┌─ TEXT SHOWN

Until now, the clinic had always used very inclusive guidelines
for providing free service to Native Americans. Declining to take a
stringent anthropological stance, the Indian Health Service Manual
published on the IHS Web site defines beneficiaries of urban Native
American health clinics so broadly as to include any “Indian of
Canadian or Mexican origin recognized by any Indian tribe or group
as a member of an Indian community entitled to care within the
local service area,” and further defines them as someone who
“actively participates in tribal affairs,” someone “regarded by the
community in which he lives as an Indian,” or “any other reasonable
factor indicative of Indian descent.”

It is clear where Granados comes down on the question of the
Coastal Band’s Chumash identity. As far as he is concerned, he
said, everybody should be entitled to free healthcare, but the
reality is that such resources are limited and the Coastal Band is
using resources that should go to certifiable Native Americans.
Santa Barbara is also the only urban clinic in the state that still
offers its services for free to Native Americans regardless of
their ability to pay. He said he wants to institute a sliding fee
scale for all patients — even for Native Americans. One of his
purposes, he said, is to ensure that urban services are available
to descendants of the Santa Ynez Band, which is a federally
recognized tribe.

Al-Granados.jpgIn addition, many Native Americans from
other tribes live in Santa Barbara. Granados said he would love to
expand to Ventura where many needs go unmet, and that he would like
to fill the board with high-powered executives and public officials
in order to increase its private fundraising capacity. While all of
this sounds quite crisp and professional, the long-term fate of the
clinic is problematic, if only because a Native American’s
descendants are entitled to the federal funding that supports urban
clinics for only two generations after he or she leaves the
reservation. And as for that federal funding, President George W.
Bush’s 2007 budget cut all funding for urban Native American
clinics, but Congress later restored it.

“It would be very easy to say, ‘Oh, yes, yes, oh my God, it all
lines up,’ ” said former boardmember Martha Jaimes. “This guy was
sent in to destroy the clinic. But do we want to do that, or do we
want to stay focused on what to do with our own people?” She and
others in the community particularly regretted the loss of services
to Coastal Band elders, including van service to bring them to the
clinic and monthly get togethers.

└─
┌─ RECORD SET

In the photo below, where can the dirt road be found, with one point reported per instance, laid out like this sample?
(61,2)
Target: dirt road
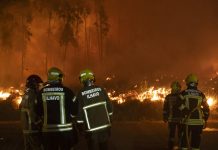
(144,135)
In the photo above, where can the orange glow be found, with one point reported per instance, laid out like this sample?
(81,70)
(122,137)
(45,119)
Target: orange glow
(152,94)
(12,94)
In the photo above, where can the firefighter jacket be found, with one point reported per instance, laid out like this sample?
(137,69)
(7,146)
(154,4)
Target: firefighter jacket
(95,109)
(194,106)
(171,113)
(29,119)
(57,107)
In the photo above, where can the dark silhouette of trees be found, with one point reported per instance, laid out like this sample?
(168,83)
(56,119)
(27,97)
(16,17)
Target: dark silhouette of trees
(17,16)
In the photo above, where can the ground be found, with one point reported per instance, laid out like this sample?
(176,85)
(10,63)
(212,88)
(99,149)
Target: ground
(143,135)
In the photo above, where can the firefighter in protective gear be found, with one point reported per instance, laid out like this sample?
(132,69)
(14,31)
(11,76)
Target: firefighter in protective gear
(195,112)
(95,112)
(58,108)
(171,113)
(31,122)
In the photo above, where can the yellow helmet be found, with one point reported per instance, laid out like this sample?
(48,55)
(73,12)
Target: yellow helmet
(191,78)
(55,74)
(86,75)
(175,87)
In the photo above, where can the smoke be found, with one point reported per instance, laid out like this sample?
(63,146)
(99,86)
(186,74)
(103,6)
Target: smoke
(163,37)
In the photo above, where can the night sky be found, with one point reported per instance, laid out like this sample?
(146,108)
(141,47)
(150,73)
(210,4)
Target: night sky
(164,37)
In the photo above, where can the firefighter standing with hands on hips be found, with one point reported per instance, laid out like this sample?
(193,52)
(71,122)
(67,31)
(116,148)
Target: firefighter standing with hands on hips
(58,108)
(195,112)
(171,113)
(31,122)
(95,112)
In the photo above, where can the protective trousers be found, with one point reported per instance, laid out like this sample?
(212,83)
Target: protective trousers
(174,129)
(58,140)
(32,141)
(191,136)
(98,140)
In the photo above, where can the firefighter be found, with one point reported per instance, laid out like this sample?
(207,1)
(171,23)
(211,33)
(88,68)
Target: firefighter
(95,112)
(195,112)
(30,121)
(171,113)
(58,108)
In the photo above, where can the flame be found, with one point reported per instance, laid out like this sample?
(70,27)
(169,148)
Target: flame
(4,95)
(152,94)
(12,94)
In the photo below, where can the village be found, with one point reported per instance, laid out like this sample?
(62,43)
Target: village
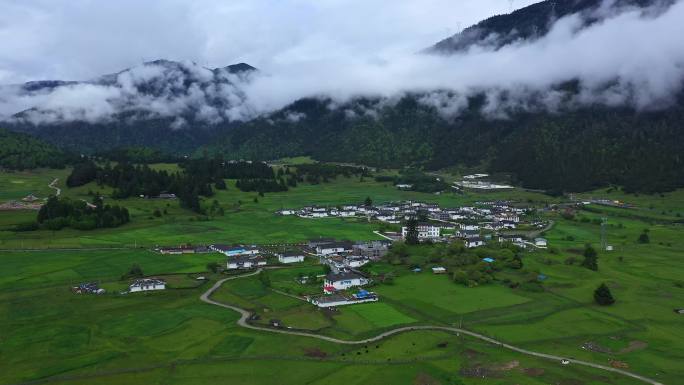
(344,282)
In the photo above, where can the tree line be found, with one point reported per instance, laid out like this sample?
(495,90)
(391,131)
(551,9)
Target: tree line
(58,213)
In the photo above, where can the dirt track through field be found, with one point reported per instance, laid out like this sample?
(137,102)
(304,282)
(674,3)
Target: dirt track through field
(245,315)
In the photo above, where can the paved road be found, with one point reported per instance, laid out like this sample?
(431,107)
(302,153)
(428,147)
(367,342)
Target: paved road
(57,189)
(244,317)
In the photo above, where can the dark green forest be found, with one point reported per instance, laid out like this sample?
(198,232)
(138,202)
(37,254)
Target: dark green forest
(20,151)
(575,150)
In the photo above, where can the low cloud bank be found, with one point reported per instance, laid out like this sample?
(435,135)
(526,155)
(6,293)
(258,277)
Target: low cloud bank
(633,57)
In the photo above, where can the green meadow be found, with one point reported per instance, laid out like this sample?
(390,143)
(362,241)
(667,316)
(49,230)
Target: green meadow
(170,337)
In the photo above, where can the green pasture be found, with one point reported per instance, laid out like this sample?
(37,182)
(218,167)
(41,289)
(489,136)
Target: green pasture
(171,337)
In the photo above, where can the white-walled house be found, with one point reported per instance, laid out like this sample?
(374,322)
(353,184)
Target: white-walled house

└─

» **PROBLEM SET**:
1. Which people does the clinic article mention by name?
2. Carry the clinic article forward from its last sentence.
The listing is separate material and has no connection to the clinic article.

» **SOLVED TASKS**:
1. Granados, President George W. Bush, Martha Jaimes

2.
Some of the Coastal Band Chumash have been traveling over the
hill to receive medical care at the Santa Ynez Chumash Reservation,
which operates on a sliding scale, takes insurance if clients have
it, and also provides all of its Native-American-oriented extra
services for free to Coastal Band Chumash, according to the
receptionist. “What is at stake is our Indian-ness,” said one
Coastal Band member. “What helps is that our cousins recognize
us.”

Last December, about 60 Coastal Band members gathered at Las
Positas Park for an annual Winter Solstice/Christmas gathering.
Organized by former boardmember Rosie Uribe, it was a sedate dinner
during which children, parents, and grandparents from several
families celebrated their heritage with Chumash prayer and song.
Children ceremoniously conferred handmade Chumash gifts to elders.
Santa Claus did not make an appearance, as he had in previous
years, because Uribe said she was trying to make the event more
solstice-oriented, but the children received Christmas stockings.
The crowd included people whose mitochondrial DNA marked them as
genuine genetic Chumash descendants, others with no such markers
but whose children and great-grandchildren were raised to observe
Chumash traditions, and still others who are simply Santa Ynez Band
descendants. The extended family included college professors,
environmental activists, daycare providers, and a young man named
Black Bear whose face was adorned with Polynesian-style markings
including a stylized whale’s tails on his forehead. Like their
island brethren, he explained, Chumash are people of the Pacific
Ocean. It would seem that the Coastal Band Chumash’s sense of
ethnic identity transcends — fortunately for them — the Bureau of
Indian Affairs’ definition of an Indian.